--- Begin DATA EXCERPTS ---

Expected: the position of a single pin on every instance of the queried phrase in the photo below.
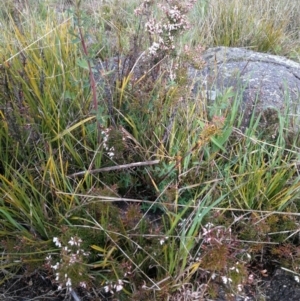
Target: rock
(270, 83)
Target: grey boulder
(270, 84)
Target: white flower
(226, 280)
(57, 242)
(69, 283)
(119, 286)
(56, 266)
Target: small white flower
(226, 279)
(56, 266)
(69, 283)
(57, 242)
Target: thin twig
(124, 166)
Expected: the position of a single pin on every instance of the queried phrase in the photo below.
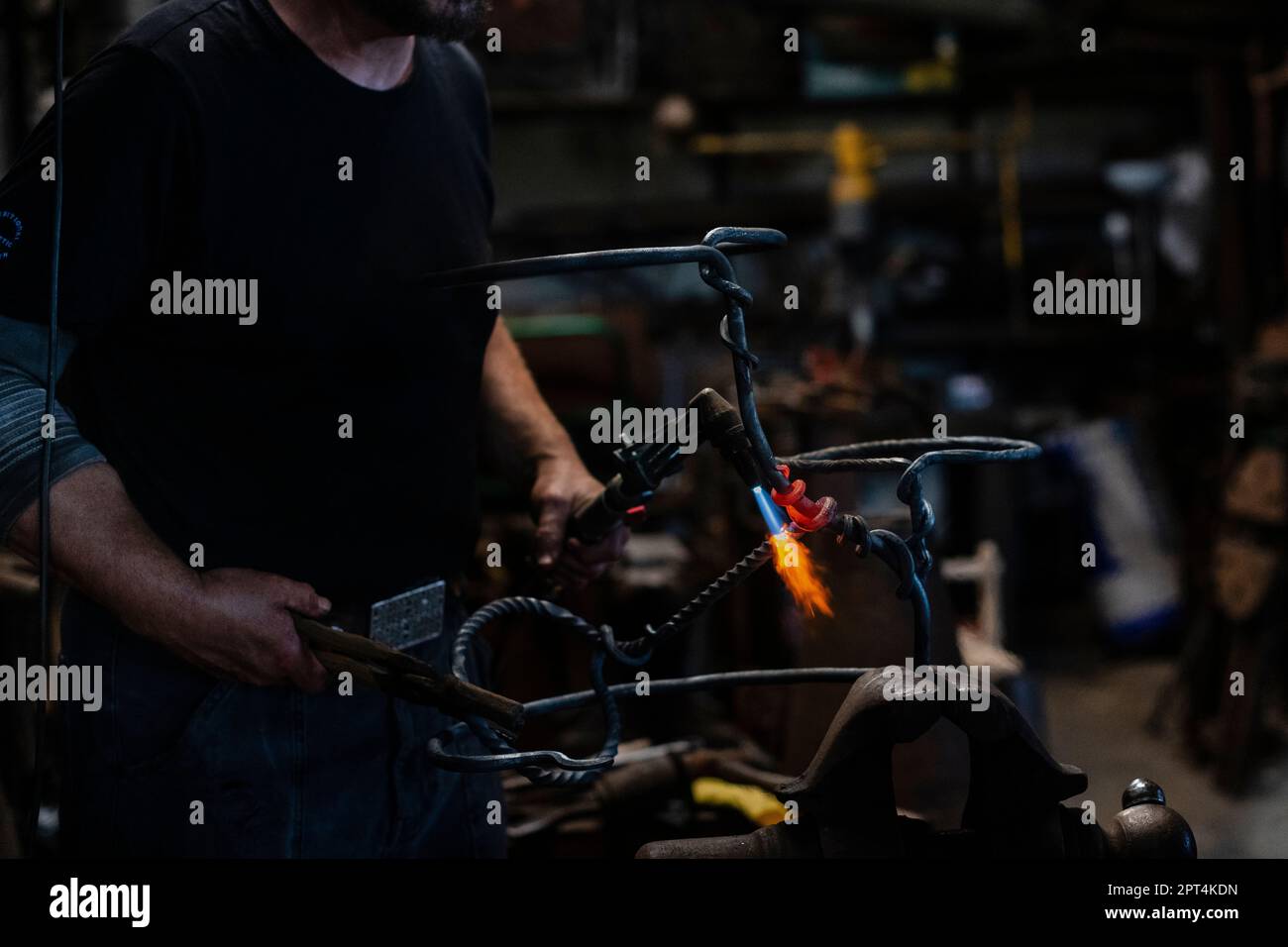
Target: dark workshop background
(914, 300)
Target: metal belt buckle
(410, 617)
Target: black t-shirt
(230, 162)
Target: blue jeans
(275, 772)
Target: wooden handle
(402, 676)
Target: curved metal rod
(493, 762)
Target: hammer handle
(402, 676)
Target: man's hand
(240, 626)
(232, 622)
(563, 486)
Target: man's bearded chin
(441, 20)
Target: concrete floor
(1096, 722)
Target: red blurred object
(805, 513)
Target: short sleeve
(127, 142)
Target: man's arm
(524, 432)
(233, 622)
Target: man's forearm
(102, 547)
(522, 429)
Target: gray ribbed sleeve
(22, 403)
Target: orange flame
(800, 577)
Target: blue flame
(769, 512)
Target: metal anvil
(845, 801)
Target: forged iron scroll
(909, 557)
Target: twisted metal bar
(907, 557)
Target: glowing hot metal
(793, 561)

--- End DATA EXCERPTS ---
--- Begin DATA EXCERPTS ---

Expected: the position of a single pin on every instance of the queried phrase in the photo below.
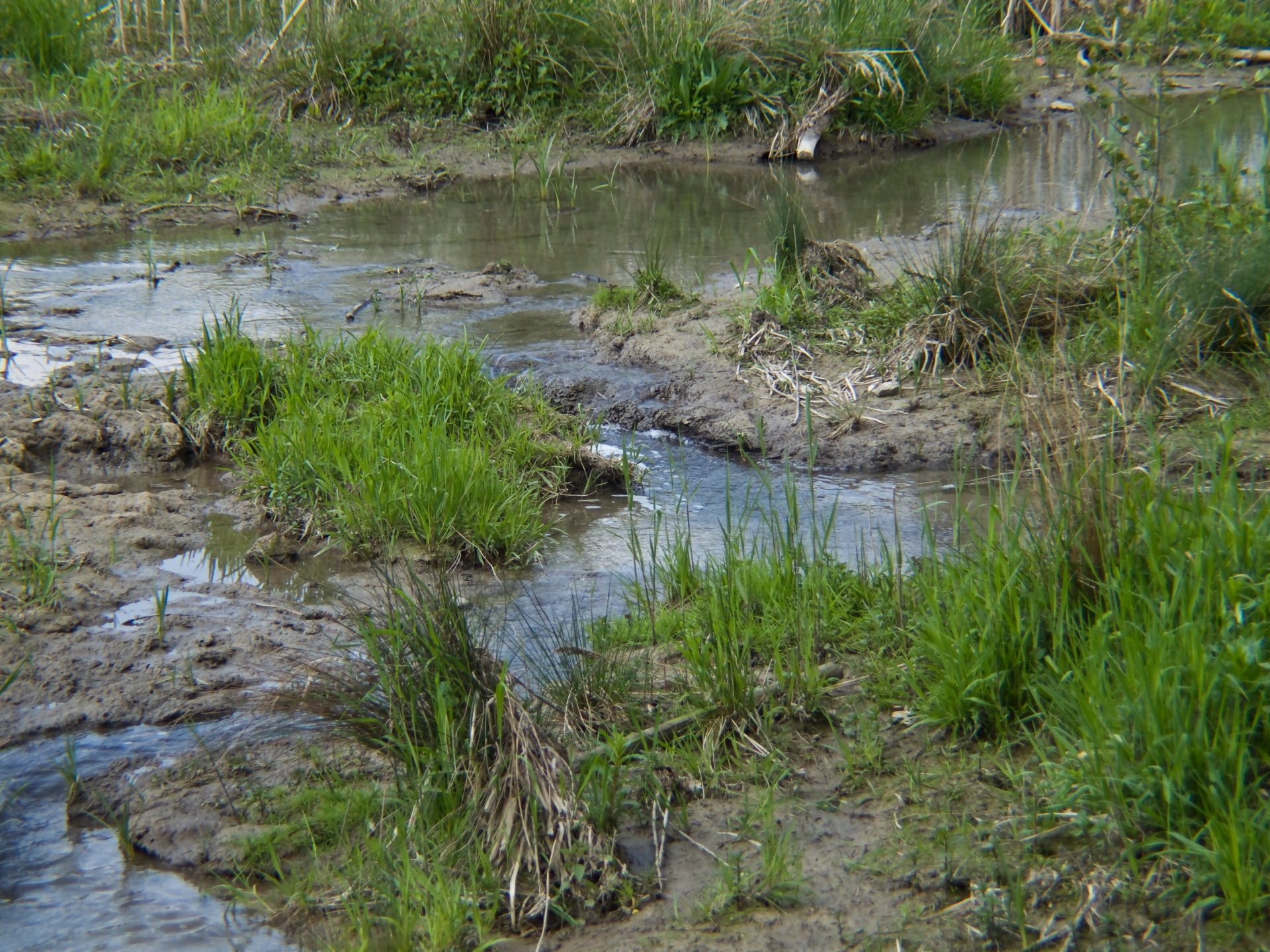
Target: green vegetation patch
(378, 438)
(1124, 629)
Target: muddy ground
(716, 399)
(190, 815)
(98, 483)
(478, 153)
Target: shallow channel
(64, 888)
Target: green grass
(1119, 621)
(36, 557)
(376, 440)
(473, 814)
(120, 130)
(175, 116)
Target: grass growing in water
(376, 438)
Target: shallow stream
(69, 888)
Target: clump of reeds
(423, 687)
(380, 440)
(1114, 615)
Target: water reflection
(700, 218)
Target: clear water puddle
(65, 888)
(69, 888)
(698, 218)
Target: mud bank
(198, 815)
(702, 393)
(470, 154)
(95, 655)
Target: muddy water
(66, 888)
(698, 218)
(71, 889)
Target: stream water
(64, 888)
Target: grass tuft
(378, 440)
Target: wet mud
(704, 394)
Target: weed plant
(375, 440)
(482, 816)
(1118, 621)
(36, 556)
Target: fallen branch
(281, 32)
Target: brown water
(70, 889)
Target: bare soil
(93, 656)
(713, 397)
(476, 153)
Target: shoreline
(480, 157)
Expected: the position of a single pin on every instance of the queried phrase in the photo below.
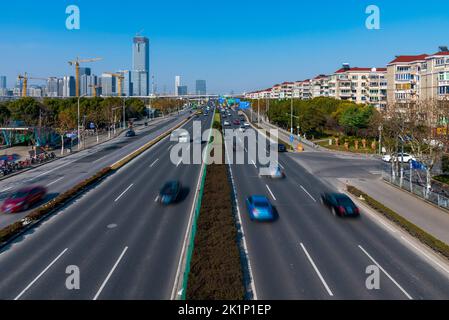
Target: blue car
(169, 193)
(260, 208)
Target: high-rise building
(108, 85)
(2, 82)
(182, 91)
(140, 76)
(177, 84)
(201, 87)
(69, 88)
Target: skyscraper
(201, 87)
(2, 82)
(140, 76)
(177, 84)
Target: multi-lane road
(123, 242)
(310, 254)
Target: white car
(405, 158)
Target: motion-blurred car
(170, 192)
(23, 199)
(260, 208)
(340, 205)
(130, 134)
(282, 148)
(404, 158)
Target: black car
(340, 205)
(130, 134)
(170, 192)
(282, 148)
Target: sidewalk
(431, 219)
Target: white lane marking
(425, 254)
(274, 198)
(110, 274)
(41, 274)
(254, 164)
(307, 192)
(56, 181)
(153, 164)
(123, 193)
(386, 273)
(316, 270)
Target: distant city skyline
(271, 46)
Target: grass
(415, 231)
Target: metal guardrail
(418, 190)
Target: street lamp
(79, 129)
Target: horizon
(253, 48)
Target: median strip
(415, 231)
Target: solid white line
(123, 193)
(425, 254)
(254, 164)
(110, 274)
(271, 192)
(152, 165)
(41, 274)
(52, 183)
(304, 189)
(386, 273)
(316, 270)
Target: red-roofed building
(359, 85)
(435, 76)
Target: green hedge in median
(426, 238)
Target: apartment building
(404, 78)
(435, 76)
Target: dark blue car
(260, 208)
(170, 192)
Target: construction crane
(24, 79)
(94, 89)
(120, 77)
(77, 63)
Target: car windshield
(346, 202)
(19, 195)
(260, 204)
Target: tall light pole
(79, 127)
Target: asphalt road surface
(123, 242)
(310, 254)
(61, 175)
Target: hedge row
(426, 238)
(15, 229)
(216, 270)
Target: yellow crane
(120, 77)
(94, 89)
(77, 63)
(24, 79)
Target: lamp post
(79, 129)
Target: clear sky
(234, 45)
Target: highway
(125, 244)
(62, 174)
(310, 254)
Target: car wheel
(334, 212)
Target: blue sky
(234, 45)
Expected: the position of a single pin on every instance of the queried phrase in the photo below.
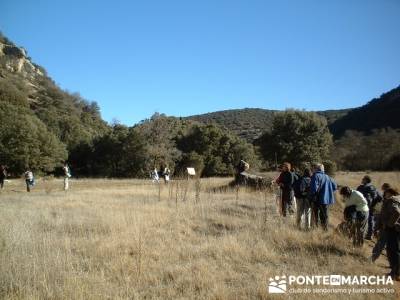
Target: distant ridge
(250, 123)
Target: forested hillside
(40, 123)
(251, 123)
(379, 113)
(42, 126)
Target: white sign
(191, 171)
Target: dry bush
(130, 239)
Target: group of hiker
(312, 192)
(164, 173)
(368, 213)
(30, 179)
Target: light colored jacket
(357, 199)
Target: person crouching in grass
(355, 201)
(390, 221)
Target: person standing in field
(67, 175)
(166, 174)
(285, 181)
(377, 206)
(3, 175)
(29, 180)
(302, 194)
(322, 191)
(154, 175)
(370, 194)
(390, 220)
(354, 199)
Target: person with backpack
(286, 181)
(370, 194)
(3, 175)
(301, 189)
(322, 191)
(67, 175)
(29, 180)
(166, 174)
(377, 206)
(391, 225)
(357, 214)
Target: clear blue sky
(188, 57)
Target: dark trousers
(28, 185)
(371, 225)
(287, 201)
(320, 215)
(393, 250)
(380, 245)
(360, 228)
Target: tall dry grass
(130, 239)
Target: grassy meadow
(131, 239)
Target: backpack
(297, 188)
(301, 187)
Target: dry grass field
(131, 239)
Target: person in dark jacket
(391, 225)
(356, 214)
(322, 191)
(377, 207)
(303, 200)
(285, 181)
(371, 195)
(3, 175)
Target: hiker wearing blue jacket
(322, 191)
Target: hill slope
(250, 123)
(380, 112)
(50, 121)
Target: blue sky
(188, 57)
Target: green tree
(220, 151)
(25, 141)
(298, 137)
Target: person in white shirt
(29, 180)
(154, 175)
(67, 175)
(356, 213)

--- End DATA EXCERPTS ---
--- Begin DATA EXCERPTS ---

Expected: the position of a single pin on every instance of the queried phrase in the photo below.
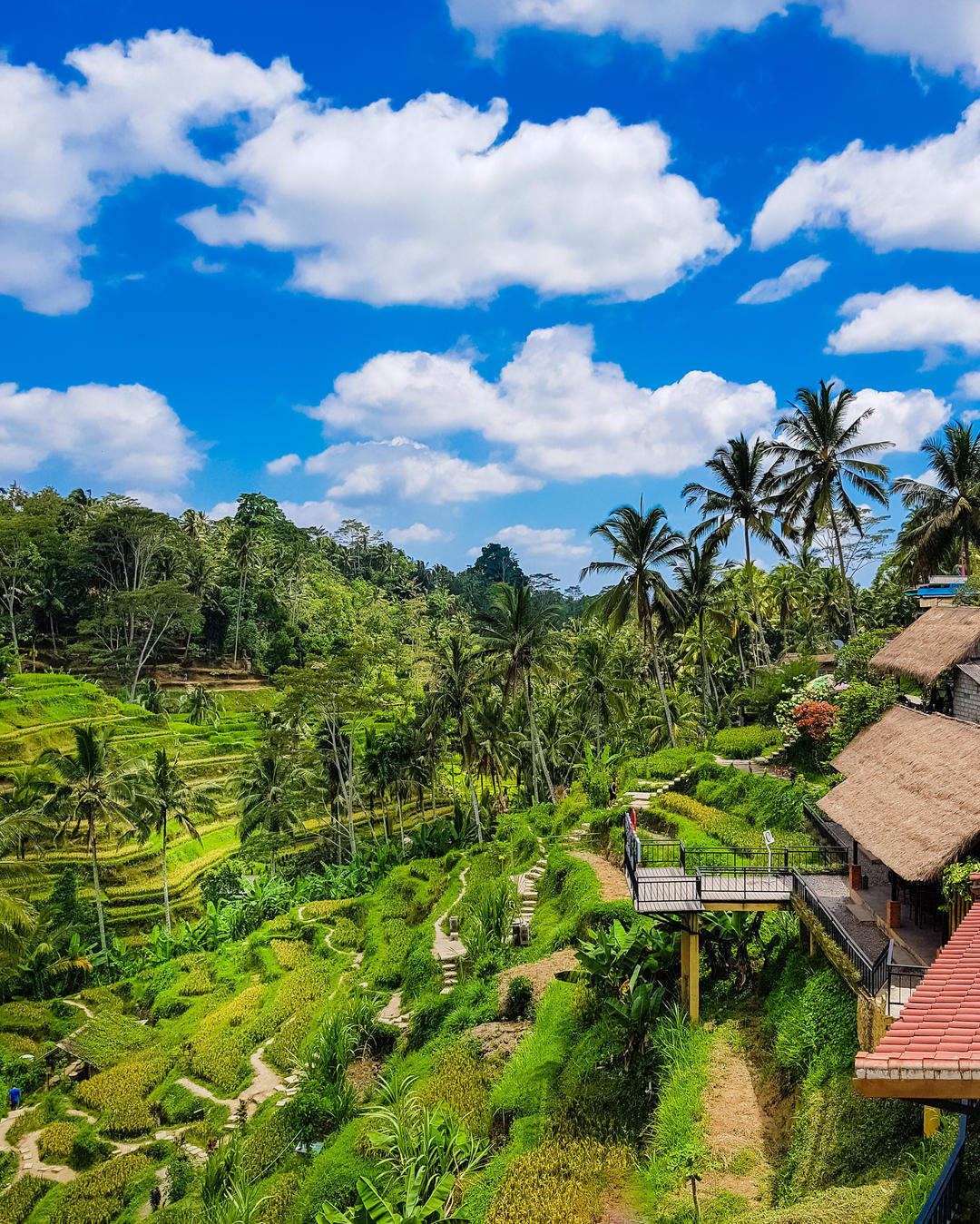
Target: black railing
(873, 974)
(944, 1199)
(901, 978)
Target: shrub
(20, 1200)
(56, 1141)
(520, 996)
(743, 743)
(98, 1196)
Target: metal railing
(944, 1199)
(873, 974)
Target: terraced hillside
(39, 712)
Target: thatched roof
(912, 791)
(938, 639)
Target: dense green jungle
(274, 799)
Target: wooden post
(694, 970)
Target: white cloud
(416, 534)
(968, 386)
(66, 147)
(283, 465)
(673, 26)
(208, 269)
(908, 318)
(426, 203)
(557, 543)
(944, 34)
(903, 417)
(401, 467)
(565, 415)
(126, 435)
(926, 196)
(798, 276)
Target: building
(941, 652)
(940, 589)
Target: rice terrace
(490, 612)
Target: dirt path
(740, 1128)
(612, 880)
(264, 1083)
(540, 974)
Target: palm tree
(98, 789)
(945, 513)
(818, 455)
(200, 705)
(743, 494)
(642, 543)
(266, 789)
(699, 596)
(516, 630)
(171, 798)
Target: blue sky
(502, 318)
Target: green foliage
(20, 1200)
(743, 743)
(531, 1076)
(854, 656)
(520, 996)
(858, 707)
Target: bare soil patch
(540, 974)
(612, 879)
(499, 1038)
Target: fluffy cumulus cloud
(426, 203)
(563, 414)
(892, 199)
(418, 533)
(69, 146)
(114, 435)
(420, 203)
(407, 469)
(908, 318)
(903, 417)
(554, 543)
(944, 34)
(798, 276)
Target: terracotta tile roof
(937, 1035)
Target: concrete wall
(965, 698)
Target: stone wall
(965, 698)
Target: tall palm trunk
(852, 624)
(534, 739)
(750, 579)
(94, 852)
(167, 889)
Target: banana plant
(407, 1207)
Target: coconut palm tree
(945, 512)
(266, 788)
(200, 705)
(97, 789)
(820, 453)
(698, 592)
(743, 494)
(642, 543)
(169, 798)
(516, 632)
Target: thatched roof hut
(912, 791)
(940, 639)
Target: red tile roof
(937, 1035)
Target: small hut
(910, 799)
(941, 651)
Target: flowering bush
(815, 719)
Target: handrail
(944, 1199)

--- End DATA EXCERPTS ---

List every line of the records above that contains the string "hillside", treating uppercase and lowercase letters as distinct.

Target: forested hillside
Target: terraced hillside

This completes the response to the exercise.